**Exercise description:** Transcribe each record exactly; skip any picture.

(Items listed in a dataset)
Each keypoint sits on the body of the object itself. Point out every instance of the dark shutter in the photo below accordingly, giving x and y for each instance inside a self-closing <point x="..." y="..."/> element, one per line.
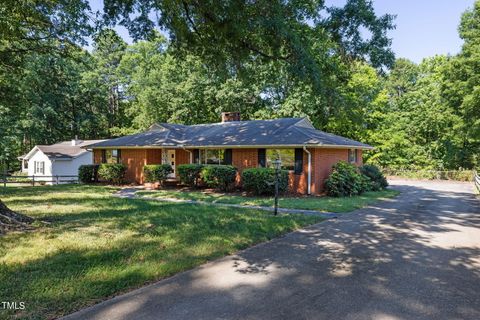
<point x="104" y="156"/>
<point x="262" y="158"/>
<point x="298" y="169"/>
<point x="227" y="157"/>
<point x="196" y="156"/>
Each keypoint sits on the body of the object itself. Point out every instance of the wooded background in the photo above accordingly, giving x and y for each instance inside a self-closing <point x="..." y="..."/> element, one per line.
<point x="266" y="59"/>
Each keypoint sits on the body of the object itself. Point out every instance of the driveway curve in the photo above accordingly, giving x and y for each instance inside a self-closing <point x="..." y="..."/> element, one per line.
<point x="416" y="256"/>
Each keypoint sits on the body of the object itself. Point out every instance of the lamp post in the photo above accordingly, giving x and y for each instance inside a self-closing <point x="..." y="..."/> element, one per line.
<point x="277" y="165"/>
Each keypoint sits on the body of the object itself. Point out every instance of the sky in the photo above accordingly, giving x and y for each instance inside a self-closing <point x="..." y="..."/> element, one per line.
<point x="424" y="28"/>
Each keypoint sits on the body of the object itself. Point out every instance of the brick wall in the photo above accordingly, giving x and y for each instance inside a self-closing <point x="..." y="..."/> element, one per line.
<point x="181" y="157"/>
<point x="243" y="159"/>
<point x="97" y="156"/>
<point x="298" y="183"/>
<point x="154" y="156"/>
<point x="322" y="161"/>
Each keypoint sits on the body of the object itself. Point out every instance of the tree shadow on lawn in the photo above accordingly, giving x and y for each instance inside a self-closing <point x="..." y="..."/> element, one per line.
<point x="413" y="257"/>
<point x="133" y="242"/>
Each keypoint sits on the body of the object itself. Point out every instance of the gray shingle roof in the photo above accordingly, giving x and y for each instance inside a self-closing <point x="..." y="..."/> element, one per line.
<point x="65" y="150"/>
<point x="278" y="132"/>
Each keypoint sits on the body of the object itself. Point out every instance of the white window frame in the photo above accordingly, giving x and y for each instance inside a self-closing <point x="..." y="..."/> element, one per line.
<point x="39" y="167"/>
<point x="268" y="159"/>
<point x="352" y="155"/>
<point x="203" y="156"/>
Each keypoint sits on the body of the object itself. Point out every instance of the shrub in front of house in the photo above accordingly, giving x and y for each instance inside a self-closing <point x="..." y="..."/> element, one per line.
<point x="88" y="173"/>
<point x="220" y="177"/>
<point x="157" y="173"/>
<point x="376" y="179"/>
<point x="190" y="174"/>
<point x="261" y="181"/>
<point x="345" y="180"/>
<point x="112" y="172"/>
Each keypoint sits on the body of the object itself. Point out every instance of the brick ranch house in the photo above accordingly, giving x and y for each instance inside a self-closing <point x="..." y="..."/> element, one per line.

**The answer:**
Each keypoint sits on the body of the object itself. Point out every instance of the dark shutter in the photo below accordingly, giving x and y for each instance inside a self-closing <point x="..." y="..."/> element, one per line.
<point x="104" y="156"/>
<point x="262" y="158"/>
<point x="298" y="169"/>
<point x="227" y="157"/>
<point x="196" y="156"/>
Each keypoint sits on the body of the object itself. Point out every instance of the wooded background in the photo above accordingly, giving x and y for each instance inside a self-closing <point x="..." y="..."/> element, one per line.
<point x="266" y="59"/>
Each keypoint sits on the body of the object itself. Point out every instance of the driveway curve in the photo above accordingly, giving x and y for each instance inside a self-closing <point x="..." y="..."/> element, one per line.
<point x="416" y="256"/>
Each keypoint sits on the body of the object itself. Point out every instance of the lamp post in the photo above accordingly, giving x and y for each instance inside a self-closing <point x="..." y="..."/> element, one per line.
<point x="277" y="165"/>
Each keypoint sits on the body of the object itself. Point out every instance of the sky in the photo above accordingly, giving x and y for each instance inside a self-closing <point x="..." y="..."/> element, one per line.
<point x="424" y="28"/>
Each keypoint sits on the body of the object itself. Point out every instance of the brick wall in the photo above accordingly, giving x and y for each instance inside a self-closing <point x="..." y="..."/> element, one per line.
<point x="181" y="157"/>
<point x="243" y="159"/>
<point x="97" y="156"/>
<point x="298" y="183"/>
<point x="154" y="156"/>
<point x="322" y="161"/>
Each keypoint sits on the body of the object itself. Point out every instance of the tree shadow on lawn in the photo above accordingly, giving x and y for each instance inside a self-closing <point x="..." y="..."/> element, one per line.
<point x="413" y="257"/>
<point x="133" y="242"/>
Each keypoint sits on the body of the object itself. Point out every instance of the gray shingle roof in the photo above accordingly, giving x and y for each instance inside a self-closing <point x="..." y="..."/> element, one per line.
<point x="65" y="150"/>
<point x="278" y="132"/>
Each keypoint sits on the body of the object itself. Point out every instance of the white window frame in the photo above accordingly, giving x and y for each instance inside a self-closing <point x="..." y="..."/> element, one per line.
<point x="39" y="167"/>
<point x="268" y="159"/>
<point x="352" y="155"/>
<point x="203" y="156"/>
Each keypoint sits on the body of the object itself. Point out every instance of the shrub in front of house in the photo above accordingly, giving x and y for each instance inside a self-closing <point x="..." y="..."/> element, one per line.
<point x="88" y="173"/>
<point x="220" y="177"/>
<point x="157" y="173"/>
<point x="376" y="179"/>
<point x="190" y="174"/>
<point x="261" y="181"/>
<point x="345" y="180"/>
<point x="112" y="172"/>
Each keypoint sits on the body of the object itself. Point out every instance of the brick ranch house in the photo above accordingly, giving x and y for each instance inside a self-closing <point x="..." y="..."/> element, one per line.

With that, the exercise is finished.